» **Exercise description**
Reproduce word for word the part of the material that begins with the line containing "The sky has" and ends with the line containing "[696,462,1200,630]", including both of those lines. Do not include the pictures in your answer.

*** Data in this exercise

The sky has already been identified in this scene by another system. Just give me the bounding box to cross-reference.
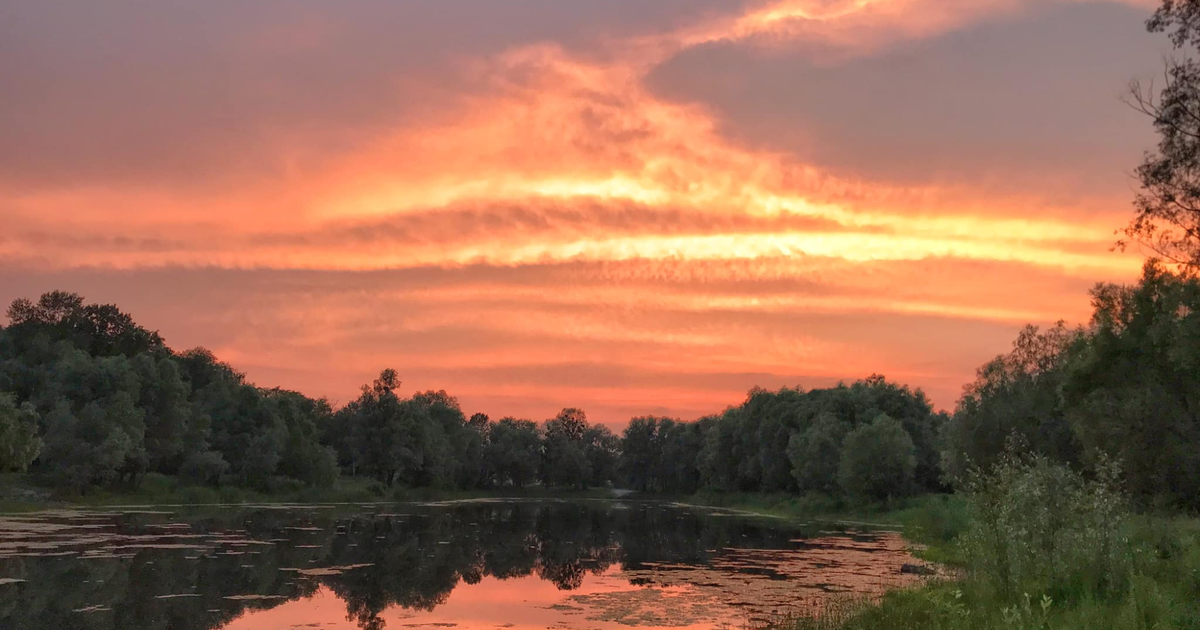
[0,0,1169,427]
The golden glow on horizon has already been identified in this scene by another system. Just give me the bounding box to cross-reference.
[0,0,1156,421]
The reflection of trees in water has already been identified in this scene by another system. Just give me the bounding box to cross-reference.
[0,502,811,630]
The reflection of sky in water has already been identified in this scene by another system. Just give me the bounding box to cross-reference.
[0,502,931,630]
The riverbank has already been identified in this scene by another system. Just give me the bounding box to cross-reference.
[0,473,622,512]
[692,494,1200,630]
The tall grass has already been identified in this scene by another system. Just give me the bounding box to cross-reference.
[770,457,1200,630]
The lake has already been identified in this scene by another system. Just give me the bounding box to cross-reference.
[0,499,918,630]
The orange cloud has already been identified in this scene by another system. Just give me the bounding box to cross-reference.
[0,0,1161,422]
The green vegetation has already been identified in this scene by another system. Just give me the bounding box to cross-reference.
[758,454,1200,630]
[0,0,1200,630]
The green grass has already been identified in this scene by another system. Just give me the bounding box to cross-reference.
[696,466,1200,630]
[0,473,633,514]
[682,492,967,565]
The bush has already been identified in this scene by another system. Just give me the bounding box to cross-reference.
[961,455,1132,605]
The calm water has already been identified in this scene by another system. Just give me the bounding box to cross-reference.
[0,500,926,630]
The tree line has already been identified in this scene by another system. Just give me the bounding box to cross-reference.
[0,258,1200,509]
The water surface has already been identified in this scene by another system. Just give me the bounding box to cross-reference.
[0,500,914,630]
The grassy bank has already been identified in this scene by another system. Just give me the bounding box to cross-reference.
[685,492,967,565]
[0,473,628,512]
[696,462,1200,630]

******
*** Data in this exercise

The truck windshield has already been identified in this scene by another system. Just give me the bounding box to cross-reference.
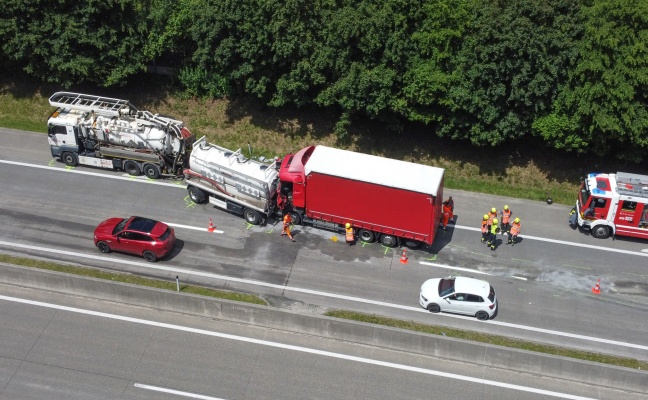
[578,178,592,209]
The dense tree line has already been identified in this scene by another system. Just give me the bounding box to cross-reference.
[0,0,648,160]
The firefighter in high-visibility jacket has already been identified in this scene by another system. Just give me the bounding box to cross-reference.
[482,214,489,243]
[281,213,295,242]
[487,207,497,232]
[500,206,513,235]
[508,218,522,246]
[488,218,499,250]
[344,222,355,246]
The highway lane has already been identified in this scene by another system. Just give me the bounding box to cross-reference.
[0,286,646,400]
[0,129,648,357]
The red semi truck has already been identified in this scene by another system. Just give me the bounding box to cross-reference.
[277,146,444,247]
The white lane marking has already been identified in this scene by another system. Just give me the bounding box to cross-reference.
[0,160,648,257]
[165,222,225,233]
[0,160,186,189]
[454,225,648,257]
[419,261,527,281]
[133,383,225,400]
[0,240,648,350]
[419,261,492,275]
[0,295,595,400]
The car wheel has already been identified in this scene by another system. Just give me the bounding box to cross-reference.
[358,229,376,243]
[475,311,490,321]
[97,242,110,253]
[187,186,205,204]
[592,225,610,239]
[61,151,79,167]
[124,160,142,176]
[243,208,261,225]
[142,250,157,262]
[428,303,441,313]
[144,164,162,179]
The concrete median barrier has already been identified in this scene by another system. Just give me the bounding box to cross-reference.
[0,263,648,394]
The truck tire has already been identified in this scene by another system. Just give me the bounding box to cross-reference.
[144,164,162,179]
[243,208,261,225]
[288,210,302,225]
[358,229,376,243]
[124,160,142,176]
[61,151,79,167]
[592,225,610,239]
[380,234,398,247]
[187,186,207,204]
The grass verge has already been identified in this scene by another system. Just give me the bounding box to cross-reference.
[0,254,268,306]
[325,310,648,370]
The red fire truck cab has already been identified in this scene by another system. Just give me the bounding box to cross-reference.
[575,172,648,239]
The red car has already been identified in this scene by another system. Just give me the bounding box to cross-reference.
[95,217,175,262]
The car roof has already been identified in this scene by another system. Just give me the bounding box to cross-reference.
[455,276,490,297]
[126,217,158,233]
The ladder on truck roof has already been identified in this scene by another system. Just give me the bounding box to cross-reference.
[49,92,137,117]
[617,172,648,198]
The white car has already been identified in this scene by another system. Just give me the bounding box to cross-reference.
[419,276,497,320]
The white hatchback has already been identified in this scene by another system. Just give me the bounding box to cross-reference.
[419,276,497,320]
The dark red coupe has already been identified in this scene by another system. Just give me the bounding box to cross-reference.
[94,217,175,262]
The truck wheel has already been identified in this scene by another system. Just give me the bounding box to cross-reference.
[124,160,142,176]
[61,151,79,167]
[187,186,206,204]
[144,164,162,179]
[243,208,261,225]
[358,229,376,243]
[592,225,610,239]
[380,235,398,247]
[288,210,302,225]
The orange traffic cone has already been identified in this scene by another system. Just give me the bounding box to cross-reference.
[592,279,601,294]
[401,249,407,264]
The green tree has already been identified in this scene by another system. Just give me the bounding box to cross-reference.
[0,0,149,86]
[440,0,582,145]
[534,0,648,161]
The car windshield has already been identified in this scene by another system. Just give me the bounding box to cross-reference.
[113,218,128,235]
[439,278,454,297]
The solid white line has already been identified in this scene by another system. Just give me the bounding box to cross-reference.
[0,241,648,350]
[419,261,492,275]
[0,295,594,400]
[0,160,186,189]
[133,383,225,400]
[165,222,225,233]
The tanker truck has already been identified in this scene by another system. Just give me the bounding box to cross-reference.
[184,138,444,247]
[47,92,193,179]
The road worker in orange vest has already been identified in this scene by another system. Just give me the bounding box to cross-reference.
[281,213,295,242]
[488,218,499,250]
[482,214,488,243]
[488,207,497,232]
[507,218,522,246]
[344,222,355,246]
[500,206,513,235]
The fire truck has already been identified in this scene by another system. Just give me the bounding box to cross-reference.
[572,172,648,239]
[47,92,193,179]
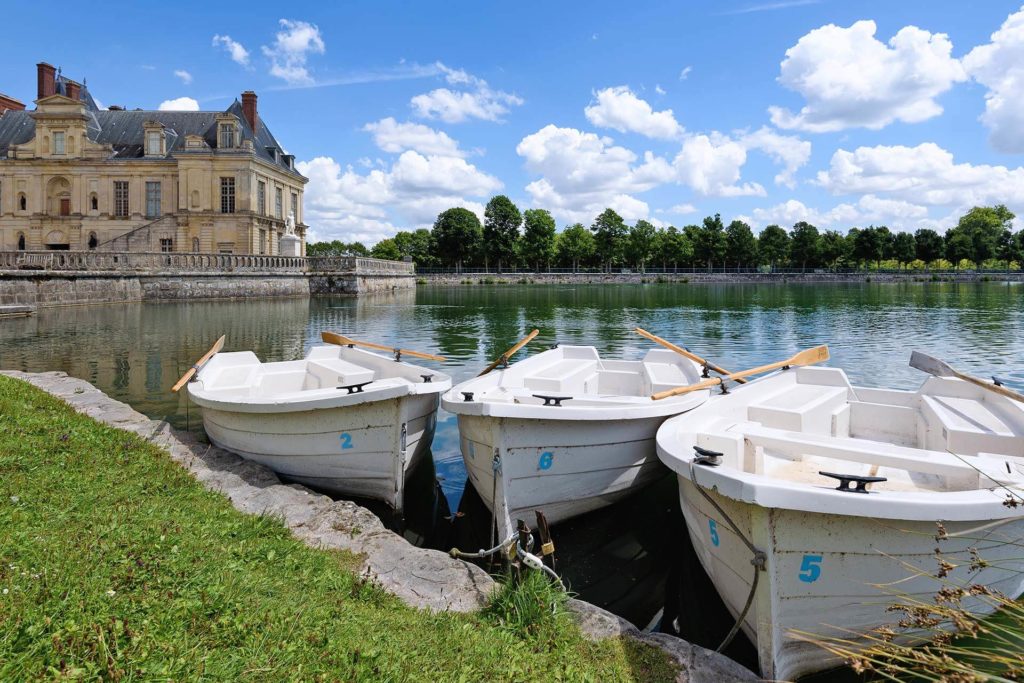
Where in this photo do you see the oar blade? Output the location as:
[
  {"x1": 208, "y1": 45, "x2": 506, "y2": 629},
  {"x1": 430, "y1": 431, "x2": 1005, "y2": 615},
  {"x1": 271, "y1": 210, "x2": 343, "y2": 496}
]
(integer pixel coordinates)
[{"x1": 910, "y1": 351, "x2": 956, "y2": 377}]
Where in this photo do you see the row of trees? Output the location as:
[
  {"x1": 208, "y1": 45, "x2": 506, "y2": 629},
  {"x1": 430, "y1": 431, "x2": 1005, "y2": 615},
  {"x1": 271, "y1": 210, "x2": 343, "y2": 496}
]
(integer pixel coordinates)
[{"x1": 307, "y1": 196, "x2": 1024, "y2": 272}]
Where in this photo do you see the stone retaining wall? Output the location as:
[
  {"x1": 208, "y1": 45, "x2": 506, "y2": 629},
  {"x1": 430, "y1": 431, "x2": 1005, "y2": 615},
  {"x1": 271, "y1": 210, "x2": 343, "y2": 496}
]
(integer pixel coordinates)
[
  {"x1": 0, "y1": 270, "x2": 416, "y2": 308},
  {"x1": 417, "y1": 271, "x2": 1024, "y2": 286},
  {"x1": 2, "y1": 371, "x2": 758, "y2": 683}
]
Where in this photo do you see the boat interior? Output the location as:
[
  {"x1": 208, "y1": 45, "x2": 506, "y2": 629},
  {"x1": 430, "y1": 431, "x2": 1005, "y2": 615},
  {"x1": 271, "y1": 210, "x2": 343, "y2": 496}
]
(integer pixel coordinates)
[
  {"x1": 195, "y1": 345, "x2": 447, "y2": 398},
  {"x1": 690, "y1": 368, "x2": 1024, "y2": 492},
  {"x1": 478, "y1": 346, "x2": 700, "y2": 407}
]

******
*** Data in this exercise

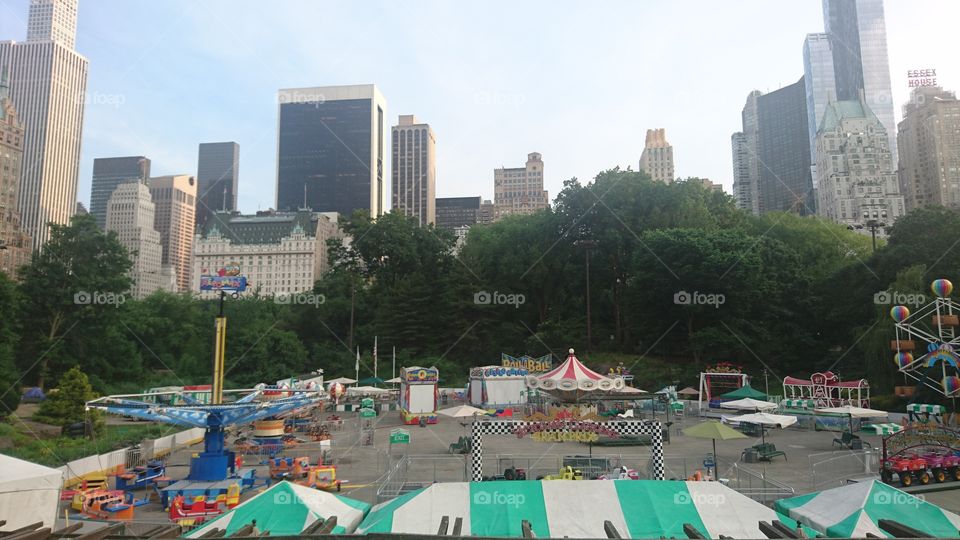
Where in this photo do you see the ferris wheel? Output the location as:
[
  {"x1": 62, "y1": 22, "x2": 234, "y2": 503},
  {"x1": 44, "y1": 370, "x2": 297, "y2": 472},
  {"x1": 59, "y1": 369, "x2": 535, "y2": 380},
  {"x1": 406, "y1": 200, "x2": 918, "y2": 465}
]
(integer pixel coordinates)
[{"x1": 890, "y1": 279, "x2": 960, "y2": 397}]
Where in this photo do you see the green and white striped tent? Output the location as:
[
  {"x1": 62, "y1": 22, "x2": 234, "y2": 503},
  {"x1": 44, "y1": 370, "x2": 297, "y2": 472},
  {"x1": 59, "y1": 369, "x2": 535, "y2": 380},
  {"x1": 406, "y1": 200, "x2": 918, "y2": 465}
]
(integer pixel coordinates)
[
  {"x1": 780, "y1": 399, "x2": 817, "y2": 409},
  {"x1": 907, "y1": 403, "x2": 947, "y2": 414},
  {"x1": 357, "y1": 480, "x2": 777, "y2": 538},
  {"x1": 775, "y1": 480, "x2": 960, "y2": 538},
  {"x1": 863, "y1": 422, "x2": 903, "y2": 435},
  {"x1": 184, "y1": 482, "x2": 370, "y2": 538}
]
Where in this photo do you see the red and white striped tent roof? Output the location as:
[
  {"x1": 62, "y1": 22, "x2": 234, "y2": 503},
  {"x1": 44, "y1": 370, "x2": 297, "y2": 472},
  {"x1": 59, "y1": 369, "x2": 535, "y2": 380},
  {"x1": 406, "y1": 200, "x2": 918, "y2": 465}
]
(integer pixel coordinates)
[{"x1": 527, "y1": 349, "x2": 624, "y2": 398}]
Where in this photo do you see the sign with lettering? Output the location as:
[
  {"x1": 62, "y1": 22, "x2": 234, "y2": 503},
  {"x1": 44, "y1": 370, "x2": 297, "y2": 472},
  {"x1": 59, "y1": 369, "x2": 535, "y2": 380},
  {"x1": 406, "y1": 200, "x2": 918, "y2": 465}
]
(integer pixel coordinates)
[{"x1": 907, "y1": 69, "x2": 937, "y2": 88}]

******

» **Response below**
The sky has already been identified in this scene by another system. Just give me the bounding box to cross-reference.
[0,0,1169,427]
The golden glow on horizon has already been identified in this scene by another system. Just give me the bounding box to cross-reference.
[0,0,1156,421]
The reflection of trees in water has already been identified in this scene by another system. Just give me the bounding box to cross-reference.
[0,502,811,630]
The reflection of sky in water has already been identified in this scene by another system. Just give me the bounding box to cross-reference.
[0,502,931,630]
The riverbank has already been identified in this scene by another system. Just give me the bounding box to cross-reference.
[0,473,622,512]
[692,494,1200,630]
The tall grass has already been identified in this scene by another system. Just give me the bounding box to cross-reference.
[770,457,1200,630]
The lake has already been identified in this scene by another system. Just give me the bounding box to cross-reference.
[0,499,918,630]
The orange cloud has already been identified in this scene by another system. Just give me the bounding box to cross-reference.
[0,0,1161,422]
The green vegetation has already been identified in this scene by another system. Just give me the bounding box to cross-reference.
[758,454,1200,630]
[0,0,1200,630]
The green grass has already been identified in this scene by another system. Just give me the bounding box to cross-reference.
[696,466,1200,630]
[0,473,633,514]
[682,492,967,565]
The bush has already been identified in this scene by another system. Just give me the bounding box to cross-reference.
[961,455,1132,605]
The calm water has already been identified in this scene by another system. Just give me the bounding box to cross-reference.
[0,500,926,630]
The tree line has already been identified in this scene by another system. Just give me the bounding box to cross-reference.
[0,258,1200,509]
The water surface has already been identified in this scene by another system. Just give me the bounding box to cross-reference.
[0,500,914,630]
The grassy bank has already been identified in this scene by another system. Just give me the bounding box to cross-reference.
[685,492,967,565]
[0,473,628,512]
[696,462,1200,630]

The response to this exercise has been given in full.